Collect each line below that contains the string "background" and copy those lines verbatim, in their original order.

## START Records for this exercise

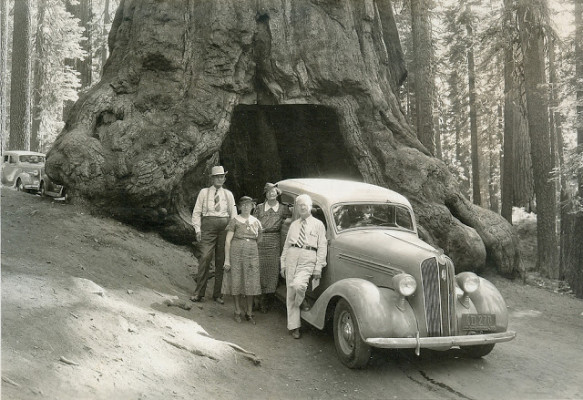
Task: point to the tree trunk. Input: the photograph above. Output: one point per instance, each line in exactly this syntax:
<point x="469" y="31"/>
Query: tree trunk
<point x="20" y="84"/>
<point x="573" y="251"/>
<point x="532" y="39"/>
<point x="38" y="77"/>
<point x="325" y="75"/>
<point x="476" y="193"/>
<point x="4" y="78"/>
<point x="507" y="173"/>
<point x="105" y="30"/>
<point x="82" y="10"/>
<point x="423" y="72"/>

## END Records for this exercise
## START Records for this exercise

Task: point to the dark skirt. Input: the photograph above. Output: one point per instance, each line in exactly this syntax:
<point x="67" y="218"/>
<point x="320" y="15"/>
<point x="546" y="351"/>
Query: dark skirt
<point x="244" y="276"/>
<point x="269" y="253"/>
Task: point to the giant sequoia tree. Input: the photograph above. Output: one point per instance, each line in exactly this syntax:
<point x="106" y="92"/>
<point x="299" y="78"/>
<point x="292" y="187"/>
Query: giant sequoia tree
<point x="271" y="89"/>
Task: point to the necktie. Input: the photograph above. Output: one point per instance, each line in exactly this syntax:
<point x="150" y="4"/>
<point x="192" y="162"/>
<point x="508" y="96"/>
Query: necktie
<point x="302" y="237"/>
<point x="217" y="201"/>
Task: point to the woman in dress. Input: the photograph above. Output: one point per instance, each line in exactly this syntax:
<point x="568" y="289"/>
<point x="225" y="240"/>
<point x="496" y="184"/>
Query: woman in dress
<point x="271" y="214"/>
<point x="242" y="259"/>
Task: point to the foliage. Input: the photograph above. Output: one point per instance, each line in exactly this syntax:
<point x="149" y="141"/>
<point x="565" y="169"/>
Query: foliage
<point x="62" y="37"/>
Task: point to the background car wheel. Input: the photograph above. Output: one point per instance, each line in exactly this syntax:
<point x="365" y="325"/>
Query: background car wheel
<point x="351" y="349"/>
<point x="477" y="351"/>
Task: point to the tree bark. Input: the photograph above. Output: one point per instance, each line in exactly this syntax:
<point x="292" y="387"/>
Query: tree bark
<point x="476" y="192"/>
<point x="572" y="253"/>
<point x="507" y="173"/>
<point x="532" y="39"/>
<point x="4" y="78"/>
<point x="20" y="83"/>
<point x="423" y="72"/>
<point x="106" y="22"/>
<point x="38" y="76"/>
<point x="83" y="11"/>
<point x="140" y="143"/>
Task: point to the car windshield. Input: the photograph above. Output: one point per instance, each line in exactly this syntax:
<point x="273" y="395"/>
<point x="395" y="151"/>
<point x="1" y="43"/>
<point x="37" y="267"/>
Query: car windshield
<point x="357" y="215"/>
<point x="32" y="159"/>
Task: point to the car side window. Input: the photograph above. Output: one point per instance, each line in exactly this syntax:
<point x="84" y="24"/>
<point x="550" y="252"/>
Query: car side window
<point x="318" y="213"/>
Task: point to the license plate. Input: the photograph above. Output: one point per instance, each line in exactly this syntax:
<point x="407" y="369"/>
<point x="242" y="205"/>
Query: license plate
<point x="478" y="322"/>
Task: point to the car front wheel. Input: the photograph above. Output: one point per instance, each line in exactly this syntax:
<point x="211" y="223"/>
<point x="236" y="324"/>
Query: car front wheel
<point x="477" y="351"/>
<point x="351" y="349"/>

## END Records for this exercise

* _Expected output_:
Task: point to the background car wheel. Input: the photograph above. Output: one point per instance, each line in exactly this syntax:
Query: background car wheel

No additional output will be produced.